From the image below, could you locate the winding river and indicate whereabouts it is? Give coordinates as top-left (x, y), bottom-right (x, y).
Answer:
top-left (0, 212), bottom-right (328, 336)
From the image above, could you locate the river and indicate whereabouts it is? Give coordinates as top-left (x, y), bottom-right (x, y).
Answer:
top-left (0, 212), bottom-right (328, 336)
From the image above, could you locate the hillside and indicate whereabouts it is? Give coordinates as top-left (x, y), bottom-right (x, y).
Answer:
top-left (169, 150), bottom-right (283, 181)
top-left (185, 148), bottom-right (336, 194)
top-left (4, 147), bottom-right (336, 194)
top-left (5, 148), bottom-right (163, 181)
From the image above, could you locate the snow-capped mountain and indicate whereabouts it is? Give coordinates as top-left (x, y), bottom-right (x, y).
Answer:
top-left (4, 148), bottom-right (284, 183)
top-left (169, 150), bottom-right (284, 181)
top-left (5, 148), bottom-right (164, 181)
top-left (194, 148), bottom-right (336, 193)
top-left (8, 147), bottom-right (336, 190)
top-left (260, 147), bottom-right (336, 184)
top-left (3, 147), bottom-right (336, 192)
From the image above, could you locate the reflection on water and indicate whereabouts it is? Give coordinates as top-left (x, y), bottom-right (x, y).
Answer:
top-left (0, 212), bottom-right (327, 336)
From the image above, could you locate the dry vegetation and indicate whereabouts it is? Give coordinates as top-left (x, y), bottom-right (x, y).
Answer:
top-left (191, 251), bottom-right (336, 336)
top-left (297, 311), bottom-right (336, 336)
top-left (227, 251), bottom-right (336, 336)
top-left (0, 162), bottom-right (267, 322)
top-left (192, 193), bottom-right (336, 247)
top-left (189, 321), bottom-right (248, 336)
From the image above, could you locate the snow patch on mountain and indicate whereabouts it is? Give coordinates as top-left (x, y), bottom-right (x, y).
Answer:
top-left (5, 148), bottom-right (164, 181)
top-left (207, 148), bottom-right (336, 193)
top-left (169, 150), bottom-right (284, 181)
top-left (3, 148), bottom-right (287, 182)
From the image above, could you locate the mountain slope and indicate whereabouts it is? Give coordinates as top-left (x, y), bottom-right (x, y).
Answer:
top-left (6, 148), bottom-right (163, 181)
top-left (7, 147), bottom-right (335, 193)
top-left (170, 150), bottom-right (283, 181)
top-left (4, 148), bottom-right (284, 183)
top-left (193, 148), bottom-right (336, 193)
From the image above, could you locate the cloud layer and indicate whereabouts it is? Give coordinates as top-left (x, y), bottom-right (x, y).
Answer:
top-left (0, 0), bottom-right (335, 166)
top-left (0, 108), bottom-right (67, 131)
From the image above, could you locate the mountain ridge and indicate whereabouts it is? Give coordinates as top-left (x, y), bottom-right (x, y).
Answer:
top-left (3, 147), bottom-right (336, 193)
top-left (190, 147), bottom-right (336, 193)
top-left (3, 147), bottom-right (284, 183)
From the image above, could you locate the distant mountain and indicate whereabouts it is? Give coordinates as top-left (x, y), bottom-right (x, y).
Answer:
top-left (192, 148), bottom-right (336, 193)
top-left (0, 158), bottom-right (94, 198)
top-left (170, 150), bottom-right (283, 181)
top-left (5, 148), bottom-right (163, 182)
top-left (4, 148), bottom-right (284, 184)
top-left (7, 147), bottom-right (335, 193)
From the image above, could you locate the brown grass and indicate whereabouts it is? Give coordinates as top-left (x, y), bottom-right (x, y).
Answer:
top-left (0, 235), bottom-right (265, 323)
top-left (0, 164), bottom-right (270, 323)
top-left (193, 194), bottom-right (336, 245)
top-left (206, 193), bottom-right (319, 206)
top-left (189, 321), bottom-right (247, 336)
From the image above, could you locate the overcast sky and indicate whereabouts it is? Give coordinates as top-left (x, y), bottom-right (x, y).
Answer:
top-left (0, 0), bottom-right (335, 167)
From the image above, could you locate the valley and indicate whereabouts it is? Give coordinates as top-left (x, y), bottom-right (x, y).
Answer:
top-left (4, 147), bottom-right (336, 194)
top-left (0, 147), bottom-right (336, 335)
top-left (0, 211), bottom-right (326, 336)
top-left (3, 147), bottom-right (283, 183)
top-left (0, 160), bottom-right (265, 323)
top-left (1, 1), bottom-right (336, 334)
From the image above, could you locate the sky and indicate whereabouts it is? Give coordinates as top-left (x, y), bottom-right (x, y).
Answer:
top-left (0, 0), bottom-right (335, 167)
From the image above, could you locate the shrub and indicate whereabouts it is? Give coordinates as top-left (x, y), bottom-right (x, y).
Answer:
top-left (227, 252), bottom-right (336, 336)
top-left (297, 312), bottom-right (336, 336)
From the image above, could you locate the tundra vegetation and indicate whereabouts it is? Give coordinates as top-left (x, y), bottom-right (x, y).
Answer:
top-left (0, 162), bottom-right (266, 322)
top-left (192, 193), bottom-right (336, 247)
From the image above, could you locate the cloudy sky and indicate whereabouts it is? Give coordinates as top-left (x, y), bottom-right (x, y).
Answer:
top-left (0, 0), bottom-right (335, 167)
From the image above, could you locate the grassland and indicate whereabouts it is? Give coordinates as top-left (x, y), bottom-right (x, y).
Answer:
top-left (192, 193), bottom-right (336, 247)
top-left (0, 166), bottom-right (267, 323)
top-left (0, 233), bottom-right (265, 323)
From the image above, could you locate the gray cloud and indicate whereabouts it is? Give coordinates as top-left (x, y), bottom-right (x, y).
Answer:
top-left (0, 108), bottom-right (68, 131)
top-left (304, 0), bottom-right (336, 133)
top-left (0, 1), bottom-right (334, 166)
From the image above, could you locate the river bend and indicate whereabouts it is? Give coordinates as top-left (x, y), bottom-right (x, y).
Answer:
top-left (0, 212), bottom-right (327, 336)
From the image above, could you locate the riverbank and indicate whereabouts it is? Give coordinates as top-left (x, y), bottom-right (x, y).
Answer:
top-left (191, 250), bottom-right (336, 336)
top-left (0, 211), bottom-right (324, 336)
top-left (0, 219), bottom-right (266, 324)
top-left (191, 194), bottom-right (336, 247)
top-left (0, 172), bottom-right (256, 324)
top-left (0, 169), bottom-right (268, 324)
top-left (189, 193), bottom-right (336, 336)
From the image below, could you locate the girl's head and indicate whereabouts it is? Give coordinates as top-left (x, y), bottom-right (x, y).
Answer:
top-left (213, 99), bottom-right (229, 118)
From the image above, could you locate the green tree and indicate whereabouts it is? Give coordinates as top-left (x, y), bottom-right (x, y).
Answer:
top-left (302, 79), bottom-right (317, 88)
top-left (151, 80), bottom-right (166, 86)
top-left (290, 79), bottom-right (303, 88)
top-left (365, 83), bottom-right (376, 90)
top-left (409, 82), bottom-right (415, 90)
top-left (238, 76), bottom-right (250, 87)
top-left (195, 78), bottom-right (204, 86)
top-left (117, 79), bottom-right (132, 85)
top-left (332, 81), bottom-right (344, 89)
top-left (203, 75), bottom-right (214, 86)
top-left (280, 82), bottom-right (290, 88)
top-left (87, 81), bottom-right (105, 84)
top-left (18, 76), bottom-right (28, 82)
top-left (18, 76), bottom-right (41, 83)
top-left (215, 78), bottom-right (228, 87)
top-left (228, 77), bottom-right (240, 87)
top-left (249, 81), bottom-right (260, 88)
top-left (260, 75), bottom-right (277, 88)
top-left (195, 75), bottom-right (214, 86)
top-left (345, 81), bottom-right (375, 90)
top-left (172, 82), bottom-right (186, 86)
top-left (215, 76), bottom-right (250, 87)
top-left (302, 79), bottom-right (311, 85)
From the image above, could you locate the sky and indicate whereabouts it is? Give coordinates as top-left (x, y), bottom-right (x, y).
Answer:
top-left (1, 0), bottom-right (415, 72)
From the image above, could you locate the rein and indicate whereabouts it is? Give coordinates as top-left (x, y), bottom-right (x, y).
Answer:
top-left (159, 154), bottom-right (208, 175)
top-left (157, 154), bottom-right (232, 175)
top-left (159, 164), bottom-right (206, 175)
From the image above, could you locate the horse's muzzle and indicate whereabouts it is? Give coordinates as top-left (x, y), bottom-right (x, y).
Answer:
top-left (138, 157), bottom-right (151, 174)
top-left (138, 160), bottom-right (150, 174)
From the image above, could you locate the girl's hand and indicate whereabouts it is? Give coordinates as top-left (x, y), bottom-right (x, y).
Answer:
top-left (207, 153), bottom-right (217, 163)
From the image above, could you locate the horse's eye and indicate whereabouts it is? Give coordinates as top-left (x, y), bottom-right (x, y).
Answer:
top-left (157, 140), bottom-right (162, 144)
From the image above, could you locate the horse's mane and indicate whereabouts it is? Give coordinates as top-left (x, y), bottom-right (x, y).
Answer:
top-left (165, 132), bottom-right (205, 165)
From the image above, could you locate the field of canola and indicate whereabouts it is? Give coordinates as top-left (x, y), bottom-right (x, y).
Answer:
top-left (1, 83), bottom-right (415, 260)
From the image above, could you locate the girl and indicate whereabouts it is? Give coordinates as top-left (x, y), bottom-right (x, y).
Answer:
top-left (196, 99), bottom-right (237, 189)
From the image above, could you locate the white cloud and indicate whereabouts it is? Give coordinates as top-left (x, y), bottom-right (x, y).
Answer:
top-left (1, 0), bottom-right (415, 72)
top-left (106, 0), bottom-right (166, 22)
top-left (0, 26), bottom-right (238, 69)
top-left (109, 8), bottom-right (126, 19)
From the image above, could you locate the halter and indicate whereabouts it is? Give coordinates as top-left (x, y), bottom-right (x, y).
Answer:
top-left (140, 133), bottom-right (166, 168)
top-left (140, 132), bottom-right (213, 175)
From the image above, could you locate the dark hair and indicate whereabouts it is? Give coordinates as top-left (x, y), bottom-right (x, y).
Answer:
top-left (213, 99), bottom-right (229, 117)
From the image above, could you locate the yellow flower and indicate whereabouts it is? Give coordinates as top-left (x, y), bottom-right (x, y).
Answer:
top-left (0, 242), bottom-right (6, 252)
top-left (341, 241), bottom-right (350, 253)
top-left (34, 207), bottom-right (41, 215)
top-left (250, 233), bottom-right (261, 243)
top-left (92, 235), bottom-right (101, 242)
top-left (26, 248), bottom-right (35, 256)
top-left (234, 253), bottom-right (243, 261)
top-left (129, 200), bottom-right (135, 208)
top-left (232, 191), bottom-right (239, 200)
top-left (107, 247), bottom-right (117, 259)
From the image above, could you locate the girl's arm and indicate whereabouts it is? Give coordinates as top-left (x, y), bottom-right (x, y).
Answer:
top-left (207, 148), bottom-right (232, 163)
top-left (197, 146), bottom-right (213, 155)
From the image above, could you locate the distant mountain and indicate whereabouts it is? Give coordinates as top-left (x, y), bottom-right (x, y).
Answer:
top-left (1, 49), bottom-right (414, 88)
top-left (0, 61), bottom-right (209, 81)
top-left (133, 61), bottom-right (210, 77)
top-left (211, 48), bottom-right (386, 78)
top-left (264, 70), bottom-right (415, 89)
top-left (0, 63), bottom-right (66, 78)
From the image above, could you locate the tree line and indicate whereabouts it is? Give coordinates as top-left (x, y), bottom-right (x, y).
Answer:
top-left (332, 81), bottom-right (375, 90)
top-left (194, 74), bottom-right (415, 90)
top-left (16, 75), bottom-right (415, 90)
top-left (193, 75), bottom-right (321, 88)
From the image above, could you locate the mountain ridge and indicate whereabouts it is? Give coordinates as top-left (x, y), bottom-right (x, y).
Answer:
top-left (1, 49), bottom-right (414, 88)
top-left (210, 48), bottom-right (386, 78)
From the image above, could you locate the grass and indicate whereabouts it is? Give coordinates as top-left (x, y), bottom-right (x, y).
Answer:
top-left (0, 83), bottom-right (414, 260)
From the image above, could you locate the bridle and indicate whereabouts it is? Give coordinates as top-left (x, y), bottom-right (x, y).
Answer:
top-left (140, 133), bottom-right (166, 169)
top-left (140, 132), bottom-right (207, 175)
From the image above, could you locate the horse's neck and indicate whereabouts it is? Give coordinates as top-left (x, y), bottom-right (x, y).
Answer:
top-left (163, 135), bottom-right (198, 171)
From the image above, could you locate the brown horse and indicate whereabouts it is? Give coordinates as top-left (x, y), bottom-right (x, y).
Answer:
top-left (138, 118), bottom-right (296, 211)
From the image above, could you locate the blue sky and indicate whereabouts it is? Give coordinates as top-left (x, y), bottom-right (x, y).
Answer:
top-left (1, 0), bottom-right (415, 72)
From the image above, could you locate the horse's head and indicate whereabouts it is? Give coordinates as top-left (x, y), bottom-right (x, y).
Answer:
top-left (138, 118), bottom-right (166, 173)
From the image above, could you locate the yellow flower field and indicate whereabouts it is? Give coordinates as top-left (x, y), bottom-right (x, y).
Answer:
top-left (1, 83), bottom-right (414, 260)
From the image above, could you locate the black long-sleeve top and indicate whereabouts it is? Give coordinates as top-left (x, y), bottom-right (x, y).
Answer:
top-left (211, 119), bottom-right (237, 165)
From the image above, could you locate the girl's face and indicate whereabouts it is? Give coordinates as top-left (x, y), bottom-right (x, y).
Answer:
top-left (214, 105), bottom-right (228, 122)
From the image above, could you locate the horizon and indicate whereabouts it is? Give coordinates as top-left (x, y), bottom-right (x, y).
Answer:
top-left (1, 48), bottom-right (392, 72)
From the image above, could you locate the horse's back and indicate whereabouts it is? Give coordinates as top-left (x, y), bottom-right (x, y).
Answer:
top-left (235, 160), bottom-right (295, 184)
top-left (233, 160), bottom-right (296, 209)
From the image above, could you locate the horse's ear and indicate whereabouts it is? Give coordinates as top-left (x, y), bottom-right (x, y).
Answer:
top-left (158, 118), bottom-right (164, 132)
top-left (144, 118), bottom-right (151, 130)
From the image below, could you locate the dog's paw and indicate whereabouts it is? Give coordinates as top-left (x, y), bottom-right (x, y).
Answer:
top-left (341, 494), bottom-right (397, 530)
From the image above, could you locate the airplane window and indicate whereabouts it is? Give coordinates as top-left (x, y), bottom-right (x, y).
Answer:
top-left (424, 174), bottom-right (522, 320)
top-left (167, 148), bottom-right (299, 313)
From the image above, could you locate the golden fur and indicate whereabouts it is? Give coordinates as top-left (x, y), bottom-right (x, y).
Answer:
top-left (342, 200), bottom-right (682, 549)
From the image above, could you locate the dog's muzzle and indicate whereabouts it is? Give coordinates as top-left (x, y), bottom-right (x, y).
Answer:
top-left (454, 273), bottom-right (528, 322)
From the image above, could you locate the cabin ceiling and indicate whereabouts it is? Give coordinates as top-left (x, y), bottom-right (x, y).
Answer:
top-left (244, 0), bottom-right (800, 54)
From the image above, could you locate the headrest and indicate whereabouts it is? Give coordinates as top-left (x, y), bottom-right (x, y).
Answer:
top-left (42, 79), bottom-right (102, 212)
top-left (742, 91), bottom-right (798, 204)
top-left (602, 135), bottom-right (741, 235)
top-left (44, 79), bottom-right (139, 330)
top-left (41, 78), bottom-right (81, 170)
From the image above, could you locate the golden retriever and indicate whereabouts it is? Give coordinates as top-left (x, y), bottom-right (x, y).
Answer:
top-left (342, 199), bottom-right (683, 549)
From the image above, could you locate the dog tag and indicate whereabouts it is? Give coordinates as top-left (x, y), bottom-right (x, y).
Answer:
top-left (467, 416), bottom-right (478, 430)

_YOUR INSTRUCTIONS_
From the listing above, repeat exactly the lines starting at the line that includes "From the image above, could you locate the brown grass" and ending at the line that includes "From the image above, could you locate the valley", with nothing outside that span.

_OUTPUT FOR THIS EXERCISE_
From the image above, could you locate the brown grass and indicate whereabouts it is? Give coordinates as top-left (x, y), bottom-right (x, y).
Answer:
top-left (0, 235), bottom-right (265, 323)
top-left (0, 164), bottom-right (270, 323)
top-left (193, 194), bottom-right (336, 245)
top-left (206, 193), bottom-right (319, 206)
top-left (189, 321), bottom-right (247, 336)
From the image above, could you locate the overcast sky and indicate whereabouts it is? Give coordinates as top-left (x, y), bottom-right (x, y).
Answer:
top-left (0, 0), bottom-right (335, 167)
From the image above, could you locate the valley and indicate whereabouts it is? Give coordinates as top-left (x, y), bottom-right (x, y).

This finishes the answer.